◆ **Compito assegnato 1**
Puoi riscrivere i record dalla riga che contiene "Each instance of the fireplace glass" fino alla fine dei record, entrambe le estremità incluse, sostituendo "stadium" con "arena" e lasciando invariato tutto il resto? Restituisci solo quelle righe.

# piccolo dubbio su funzionamento combinato distcc ccache

## magowiz

Ciao ,

avevo un dubbio sul funzionamento combinato di distcc e ccache :

se il sorgente viene compilato in remoto, il file oggetto risultante finisce nella ccache locale?

----------

## magowiz

bump

----------

## Kernel78

Hai provato a fare una ricerca, mi sembra che ci sia già stata una discussione in merito ...

----------

## magowiz

nel forum italiano o internazionale?

----------

## Kernel78

ita

ma risale almeno ad un paio d'anni fa ...

----------

## magowiz

sarò orbo o incapace di cercare ma non ho trovato nulla che potesse accostarsi al mio particolare dubbio qui sul forum italiano.

Ho cercato "ccache distcc" .

----------

## Peach

 *magowiz wrote:*   

> Ciao ,
> 
> avevo un dubbio sul funzionamento combinato di distcc e ccache :
> 
> se il sorgente viene compilato in remoto, il file oggetto risultante finisce nella ccache locale?

 

*teoricamente* si

se google non ti aiuta mi sa che l'unica è spulciare il funzionamento di distcc nel dettaglio

----------

## magowiz

googlo un po' e se non trovo niente potrei provare a chiedere sulle ml di distcc o ccache .... 

naturalmente se scopro qualcosa vi dico.

----------

(Record del dataset di annotazione a punti)
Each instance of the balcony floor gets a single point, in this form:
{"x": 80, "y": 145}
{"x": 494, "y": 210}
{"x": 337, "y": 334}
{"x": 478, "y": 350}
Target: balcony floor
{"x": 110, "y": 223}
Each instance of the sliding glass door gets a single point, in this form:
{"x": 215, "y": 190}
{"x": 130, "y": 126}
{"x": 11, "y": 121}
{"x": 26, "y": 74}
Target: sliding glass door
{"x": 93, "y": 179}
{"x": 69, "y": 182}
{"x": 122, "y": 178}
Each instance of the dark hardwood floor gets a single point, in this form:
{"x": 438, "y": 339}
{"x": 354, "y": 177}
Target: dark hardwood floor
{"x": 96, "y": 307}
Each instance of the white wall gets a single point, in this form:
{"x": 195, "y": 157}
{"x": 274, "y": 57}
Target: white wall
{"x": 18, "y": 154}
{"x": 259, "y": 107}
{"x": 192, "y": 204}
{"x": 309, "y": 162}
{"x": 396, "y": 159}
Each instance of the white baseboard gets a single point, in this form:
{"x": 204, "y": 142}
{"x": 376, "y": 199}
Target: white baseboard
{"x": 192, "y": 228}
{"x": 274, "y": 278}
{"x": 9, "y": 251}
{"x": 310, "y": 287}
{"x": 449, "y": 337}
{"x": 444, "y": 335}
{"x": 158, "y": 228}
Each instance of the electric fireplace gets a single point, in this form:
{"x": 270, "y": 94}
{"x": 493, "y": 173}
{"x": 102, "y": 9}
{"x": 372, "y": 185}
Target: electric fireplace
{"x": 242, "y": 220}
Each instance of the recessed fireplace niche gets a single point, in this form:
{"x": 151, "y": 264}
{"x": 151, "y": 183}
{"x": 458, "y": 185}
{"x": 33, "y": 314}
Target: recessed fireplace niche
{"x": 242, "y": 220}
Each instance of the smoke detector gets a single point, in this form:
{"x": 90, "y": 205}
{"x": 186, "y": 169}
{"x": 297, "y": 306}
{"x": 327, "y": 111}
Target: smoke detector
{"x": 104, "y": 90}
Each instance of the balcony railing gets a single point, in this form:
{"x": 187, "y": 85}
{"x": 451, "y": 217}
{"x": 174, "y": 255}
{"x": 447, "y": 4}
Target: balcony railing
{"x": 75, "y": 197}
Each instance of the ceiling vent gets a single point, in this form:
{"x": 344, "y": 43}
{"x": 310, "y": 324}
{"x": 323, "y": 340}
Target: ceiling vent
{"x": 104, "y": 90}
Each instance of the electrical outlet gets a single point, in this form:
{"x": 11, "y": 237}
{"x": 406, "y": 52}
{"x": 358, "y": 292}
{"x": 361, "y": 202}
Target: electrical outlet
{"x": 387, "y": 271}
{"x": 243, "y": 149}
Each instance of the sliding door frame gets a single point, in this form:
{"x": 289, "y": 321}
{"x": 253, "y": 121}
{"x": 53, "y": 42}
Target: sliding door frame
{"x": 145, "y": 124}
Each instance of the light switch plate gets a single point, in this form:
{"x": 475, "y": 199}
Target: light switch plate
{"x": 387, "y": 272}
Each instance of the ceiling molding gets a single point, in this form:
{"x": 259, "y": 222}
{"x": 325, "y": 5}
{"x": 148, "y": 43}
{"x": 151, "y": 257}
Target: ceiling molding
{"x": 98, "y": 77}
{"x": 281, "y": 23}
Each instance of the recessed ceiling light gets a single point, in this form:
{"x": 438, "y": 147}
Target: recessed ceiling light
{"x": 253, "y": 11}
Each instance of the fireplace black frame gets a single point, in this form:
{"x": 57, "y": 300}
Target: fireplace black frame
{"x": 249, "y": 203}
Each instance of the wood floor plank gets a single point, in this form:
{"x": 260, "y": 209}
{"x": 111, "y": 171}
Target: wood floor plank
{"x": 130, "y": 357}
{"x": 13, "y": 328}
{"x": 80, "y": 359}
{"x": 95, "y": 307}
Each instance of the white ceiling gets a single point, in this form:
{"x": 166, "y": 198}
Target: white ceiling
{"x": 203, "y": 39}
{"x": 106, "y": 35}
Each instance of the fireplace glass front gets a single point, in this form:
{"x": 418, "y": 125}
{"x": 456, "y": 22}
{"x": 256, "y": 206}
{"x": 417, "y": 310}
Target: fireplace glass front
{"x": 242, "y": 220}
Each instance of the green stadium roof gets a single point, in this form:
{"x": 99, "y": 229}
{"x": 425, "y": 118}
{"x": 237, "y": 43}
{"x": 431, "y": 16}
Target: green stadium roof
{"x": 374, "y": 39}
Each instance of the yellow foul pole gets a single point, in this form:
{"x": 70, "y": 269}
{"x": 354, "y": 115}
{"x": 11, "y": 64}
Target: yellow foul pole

◆ **Compito assegnato 2**
Nella discussione del forum su distcc e ccache, quale stringa di ricerca dice di aver usato magowiz?

◆ **Risposta completa 1**
Each instance of the fireplace glass front gets a single point, in this form:
{"x": 418, "y": 125}
{"x": 456, "y": 22}
{"x": 256, "y": 206}
{"x": 417, "y": 310}
Target: fireplace glass front
{"x": 242, "y": 220}
Each instance of the green arena roof gets a single point, in this form:
{"x": 99, "y": 229}
{"x": 425, "y": 118}
{"x": 237, "y": 43}
{"x": 431, "y": 16}
Target: green arena roof
{"x": 374, "y": 39}
Each instance of the yellow foul pole gets a single point, in this form:
{"x": 70, "y": 269}
{"x": 354, "y": 115}
{"x": 11, "y": 64}
Target: yellow foul pole

◆ **Risposta completa 2**
"ccache distcc"